* **Exercise aim**
Write out exactly, with no other output, the lines below from the one that contains "Place one keypoint on each instance of the mobigo" through the end.

* **Dataset rows**
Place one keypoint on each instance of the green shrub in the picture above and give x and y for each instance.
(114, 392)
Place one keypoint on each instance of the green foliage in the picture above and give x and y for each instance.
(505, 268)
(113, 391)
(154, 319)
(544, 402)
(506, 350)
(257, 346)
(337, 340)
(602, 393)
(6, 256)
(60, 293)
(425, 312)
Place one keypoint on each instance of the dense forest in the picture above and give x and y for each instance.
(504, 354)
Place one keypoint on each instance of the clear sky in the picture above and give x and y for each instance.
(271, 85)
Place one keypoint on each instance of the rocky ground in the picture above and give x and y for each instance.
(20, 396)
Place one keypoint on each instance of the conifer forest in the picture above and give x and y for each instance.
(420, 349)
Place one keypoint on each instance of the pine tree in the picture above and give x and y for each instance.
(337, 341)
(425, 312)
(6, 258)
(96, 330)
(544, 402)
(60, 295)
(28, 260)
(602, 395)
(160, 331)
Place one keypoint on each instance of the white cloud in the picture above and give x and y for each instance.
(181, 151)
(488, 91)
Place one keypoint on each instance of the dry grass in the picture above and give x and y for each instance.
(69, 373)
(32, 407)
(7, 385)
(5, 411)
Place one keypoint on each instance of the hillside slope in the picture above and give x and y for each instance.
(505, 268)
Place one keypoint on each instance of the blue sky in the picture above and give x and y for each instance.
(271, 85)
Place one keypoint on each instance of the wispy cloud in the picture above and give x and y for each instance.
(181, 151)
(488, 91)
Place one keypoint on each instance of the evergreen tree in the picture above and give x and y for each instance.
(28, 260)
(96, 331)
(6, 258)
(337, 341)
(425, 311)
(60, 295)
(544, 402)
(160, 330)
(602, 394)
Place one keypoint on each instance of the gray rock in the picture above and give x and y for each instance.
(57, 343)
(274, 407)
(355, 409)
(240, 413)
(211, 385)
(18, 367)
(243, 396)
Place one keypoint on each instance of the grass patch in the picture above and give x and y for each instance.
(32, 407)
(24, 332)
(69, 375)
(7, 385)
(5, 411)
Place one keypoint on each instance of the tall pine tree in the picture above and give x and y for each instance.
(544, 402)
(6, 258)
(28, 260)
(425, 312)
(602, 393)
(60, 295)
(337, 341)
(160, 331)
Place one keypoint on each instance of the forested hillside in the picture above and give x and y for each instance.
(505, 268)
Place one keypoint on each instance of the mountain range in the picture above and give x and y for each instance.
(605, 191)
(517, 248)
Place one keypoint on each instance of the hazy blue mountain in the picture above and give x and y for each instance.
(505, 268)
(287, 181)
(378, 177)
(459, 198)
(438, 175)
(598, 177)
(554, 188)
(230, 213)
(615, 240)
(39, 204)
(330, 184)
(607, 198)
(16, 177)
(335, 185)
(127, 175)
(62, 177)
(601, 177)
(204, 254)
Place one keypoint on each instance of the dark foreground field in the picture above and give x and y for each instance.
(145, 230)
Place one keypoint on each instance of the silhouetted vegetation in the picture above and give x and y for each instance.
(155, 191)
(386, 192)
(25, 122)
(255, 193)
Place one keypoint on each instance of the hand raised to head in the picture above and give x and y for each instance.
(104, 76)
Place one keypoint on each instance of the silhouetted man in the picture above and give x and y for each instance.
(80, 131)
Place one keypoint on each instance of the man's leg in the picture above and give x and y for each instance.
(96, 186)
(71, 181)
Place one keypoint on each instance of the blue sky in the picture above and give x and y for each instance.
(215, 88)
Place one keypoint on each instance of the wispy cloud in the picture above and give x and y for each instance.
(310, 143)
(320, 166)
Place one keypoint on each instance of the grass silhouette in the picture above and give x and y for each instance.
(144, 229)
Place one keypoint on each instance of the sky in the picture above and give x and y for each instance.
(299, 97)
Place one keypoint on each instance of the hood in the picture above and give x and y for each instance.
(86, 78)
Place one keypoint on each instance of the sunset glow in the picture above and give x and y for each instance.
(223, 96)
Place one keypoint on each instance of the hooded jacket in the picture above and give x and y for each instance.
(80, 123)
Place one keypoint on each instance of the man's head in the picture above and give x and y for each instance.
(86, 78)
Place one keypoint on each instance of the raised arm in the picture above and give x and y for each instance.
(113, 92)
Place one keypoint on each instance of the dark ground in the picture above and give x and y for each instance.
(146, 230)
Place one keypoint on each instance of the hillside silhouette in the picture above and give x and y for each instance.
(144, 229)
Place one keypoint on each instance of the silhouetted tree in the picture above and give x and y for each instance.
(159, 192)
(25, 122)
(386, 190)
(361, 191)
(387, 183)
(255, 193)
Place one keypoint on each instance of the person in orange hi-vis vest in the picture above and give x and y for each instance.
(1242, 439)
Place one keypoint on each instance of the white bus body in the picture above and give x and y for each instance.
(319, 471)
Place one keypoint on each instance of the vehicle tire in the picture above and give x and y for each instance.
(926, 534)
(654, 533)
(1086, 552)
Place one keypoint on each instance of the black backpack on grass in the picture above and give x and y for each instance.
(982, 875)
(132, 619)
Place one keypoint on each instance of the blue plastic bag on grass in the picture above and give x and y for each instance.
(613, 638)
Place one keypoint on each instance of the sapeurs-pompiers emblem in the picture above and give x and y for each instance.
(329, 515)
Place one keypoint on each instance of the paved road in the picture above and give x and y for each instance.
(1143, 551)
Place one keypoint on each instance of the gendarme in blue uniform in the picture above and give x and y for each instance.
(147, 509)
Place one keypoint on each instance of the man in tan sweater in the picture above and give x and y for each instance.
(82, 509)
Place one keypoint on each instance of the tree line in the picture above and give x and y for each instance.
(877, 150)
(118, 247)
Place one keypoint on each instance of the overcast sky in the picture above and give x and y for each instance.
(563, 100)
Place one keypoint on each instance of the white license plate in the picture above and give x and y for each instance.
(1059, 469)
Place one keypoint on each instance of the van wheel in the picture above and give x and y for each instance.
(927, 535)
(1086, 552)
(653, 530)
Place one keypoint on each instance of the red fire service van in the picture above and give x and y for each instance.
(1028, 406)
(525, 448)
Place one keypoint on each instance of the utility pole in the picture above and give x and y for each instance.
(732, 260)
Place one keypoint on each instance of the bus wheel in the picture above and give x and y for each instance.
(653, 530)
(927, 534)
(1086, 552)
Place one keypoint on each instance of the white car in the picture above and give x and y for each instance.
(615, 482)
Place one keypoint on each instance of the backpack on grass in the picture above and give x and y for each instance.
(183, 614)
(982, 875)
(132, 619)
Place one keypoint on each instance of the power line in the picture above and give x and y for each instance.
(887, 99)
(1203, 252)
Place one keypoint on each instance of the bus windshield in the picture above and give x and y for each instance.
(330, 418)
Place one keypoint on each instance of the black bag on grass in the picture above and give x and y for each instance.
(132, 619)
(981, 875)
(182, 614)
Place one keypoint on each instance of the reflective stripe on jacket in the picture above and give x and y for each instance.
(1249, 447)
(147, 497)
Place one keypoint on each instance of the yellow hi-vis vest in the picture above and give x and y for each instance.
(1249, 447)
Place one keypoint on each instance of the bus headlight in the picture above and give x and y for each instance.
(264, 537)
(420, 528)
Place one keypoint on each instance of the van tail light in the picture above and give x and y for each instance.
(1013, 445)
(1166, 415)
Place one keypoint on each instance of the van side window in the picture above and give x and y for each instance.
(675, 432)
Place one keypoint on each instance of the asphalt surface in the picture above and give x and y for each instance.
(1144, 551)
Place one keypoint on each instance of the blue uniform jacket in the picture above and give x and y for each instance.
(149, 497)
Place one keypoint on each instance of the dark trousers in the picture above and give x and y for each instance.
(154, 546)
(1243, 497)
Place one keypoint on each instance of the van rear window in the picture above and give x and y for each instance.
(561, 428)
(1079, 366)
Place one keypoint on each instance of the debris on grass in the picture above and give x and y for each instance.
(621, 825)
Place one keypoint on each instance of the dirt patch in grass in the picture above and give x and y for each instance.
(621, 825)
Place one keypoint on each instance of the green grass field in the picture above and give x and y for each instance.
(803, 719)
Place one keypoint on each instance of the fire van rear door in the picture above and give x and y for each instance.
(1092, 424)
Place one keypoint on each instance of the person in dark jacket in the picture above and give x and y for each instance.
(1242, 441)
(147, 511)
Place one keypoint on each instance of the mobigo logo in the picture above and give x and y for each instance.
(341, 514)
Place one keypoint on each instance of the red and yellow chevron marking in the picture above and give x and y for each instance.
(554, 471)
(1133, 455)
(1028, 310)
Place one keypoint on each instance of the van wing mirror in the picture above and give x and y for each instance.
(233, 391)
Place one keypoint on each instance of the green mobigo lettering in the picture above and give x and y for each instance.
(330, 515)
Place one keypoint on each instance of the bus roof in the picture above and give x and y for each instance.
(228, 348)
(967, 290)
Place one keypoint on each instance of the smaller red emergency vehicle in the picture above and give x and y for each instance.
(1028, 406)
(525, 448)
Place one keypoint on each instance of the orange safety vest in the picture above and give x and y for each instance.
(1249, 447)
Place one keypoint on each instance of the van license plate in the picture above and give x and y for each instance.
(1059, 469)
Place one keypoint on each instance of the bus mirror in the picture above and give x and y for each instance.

* **Finished exercise**
Place one keypoint on each instance of the mobigo logo in the picture above and give x and y for each instance.
(341, 514)
Place one keypoint on each instance of the red and yellow chevron marking in the picture above and give x and y for each instance.
(554, 471)
(1133, 455)
(1028, 310)
Place one keypoint on each instance of the van wing mirror in the picture above and give x and y for each instance.
(233, 391)
Place one keypoint on each instance of the green mobigo lettering in the picture above and give x and y for each instance.
(330, 515)
Place one keypoint on each instance of the bus roof in the picture above and give x and y for each instance.
(228, 348)
(967, 290)
Place one keypoint on each instance of the smaller red emergency vehicle in the picture above and give x and y for each instance.
(1028, 406)
(525, 448)
Place one keypoint on each instance of the orange safety vest in the picture above and give x and y for each instance.
(1249, 447)
Place one keypoint on each instance of the van license plate in the picture above and give x and y for each instance.
(1059, 469)
Place one keypoint on each instance of the bus mirror in the picture above and give x and y for each instance.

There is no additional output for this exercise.